Pointing dataset records

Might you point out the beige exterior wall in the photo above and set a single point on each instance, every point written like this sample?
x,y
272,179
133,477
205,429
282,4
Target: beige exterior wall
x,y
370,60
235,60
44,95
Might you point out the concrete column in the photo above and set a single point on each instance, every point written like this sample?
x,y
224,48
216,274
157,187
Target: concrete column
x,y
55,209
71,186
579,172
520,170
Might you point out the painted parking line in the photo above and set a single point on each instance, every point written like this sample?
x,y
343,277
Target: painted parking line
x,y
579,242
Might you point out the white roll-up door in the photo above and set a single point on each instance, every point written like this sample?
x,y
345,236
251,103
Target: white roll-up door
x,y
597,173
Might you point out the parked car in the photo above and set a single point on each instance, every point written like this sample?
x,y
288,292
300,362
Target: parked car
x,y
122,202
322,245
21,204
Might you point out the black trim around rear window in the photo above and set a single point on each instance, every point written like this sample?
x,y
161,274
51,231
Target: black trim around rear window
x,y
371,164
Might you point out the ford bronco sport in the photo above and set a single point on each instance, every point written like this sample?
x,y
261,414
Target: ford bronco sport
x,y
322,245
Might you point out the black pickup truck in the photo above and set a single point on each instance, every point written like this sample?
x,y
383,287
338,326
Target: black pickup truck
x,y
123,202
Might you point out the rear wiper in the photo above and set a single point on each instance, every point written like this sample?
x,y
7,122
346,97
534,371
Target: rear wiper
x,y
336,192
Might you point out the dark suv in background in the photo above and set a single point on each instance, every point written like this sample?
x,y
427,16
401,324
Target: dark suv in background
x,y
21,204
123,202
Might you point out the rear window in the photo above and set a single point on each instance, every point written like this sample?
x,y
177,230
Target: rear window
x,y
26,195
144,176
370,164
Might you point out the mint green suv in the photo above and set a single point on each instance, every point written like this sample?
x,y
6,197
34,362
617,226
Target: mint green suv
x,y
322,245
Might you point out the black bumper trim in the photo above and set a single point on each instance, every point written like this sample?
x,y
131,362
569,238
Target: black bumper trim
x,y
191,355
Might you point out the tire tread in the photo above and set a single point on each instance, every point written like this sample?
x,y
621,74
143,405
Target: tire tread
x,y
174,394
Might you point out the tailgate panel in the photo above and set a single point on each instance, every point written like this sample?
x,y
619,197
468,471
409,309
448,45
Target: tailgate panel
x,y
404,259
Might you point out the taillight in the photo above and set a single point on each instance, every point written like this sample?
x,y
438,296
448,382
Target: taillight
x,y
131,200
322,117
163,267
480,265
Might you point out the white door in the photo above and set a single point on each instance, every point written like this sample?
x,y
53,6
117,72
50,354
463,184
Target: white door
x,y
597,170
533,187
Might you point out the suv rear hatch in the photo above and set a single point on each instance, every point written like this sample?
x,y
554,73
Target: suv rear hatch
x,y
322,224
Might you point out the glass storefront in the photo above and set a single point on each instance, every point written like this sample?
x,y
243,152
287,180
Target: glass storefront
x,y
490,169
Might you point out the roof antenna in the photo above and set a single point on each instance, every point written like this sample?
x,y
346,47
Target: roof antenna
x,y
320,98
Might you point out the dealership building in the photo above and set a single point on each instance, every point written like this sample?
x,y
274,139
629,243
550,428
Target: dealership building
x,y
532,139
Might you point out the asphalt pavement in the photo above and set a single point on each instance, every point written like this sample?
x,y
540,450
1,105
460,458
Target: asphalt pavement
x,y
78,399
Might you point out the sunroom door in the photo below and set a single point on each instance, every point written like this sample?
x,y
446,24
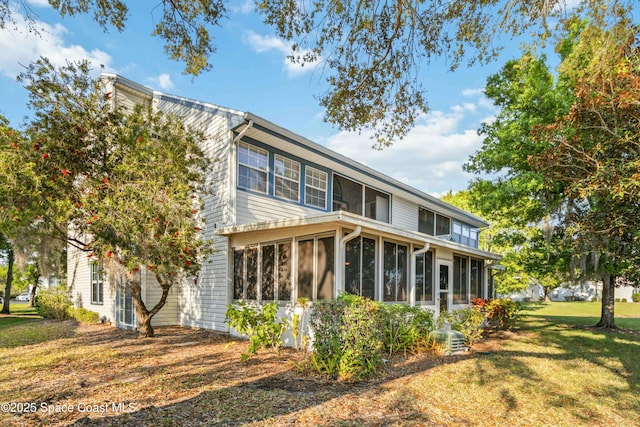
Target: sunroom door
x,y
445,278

...

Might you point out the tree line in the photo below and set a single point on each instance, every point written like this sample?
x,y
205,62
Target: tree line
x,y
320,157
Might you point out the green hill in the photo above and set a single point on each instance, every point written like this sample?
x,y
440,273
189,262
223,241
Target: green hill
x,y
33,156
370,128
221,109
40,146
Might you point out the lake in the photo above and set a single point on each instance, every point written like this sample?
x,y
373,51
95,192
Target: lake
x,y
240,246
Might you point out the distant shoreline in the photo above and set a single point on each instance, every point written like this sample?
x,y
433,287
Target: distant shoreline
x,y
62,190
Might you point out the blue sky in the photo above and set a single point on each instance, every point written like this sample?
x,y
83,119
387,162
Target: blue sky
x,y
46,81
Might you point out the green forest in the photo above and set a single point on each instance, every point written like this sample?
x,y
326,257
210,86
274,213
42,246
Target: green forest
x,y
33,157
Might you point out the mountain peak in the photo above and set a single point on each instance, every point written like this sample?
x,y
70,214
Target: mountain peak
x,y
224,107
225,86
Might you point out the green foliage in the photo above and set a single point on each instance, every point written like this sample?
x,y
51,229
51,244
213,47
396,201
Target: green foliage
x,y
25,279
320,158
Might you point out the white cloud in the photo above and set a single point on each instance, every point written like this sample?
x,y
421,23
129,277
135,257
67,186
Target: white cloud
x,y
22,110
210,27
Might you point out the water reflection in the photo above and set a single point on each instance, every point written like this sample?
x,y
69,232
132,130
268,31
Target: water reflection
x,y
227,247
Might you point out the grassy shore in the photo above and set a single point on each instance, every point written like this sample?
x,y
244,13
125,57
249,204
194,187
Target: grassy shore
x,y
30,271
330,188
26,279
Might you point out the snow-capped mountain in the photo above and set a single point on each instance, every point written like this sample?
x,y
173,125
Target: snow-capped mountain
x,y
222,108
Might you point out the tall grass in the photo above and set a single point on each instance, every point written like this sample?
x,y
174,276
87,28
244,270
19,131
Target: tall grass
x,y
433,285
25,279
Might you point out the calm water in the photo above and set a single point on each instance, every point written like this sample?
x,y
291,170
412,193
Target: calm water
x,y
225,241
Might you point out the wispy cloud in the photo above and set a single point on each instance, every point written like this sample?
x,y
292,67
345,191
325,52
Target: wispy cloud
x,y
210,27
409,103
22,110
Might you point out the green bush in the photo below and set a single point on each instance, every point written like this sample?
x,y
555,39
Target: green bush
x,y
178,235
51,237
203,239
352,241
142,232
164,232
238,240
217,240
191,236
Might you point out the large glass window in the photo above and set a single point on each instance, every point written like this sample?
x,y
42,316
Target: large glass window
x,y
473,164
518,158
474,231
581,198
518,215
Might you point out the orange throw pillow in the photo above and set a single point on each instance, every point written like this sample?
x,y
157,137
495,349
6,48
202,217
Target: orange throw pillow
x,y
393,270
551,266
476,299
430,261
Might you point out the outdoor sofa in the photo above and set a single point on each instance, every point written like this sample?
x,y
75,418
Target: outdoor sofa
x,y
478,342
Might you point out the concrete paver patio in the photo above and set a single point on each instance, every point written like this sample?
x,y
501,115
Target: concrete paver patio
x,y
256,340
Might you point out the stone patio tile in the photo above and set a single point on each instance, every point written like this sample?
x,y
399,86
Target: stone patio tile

...

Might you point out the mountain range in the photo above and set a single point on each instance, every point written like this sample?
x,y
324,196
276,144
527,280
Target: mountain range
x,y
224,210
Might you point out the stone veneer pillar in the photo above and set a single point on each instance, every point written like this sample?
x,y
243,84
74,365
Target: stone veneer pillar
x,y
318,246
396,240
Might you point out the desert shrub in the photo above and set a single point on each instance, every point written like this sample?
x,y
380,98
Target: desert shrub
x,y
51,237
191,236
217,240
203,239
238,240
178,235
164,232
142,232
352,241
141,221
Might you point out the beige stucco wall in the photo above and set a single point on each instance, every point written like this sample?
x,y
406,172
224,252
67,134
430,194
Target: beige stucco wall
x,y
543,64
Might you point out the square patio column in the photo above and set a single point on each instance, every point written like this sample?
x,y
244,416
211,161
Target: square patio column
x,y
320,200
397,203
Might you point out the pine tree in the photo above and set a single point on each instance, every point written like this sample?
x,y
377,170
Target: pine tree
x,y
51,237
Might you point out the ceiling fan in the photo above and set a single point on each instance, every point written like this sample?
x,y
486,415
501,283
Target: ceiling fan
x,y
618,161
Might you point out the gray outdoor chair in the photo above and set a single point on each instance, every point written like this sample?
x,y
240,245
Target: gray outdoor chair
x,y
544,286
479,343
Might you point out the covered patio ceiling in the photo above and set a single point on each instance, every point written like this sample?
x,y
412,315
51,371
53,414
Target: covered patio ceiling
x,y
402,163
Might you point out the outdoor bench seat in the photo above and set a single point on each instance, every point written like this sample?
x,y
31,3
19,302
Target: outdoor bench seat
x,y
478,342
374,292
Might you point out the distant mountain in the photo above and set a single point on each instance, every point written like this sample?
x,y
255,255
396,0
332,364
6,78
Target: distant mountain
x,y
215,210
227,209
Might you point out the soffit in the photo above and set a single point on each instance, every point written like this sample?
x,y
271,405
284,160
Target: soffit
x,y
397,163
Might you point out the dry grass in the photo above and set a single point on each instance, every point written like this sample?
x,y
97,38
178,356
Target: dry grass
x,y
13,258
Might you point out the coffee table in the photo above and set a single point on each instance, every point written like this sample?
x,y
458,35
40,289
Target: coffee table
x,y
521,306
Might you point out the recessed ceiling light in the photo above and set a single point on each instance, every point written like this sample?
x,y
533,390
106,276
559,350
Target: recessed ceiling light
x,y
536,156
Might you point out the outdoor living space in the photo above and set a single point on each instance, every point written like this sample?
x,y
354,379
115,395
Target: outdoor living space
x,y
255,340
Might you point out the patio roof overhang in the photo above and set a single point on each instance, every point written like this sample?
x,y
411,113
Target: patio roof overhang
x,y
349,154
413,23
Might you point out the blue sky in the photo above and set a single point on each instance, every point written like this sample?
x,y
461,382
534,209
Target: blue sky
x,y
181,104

§ **AIM OF THE TASK**: Return verbatim the part of the records that opens with the line containing "Might you point out the stone patio" and closes with the line containing "Target: stone patio tile", including both of those lines.

§ **TASK SOLUTION**:
Might you point out the stone patio tile in the photo above and set a single point on each instance, every point written like this sample?
x,y
399,86
Target: stone patio tile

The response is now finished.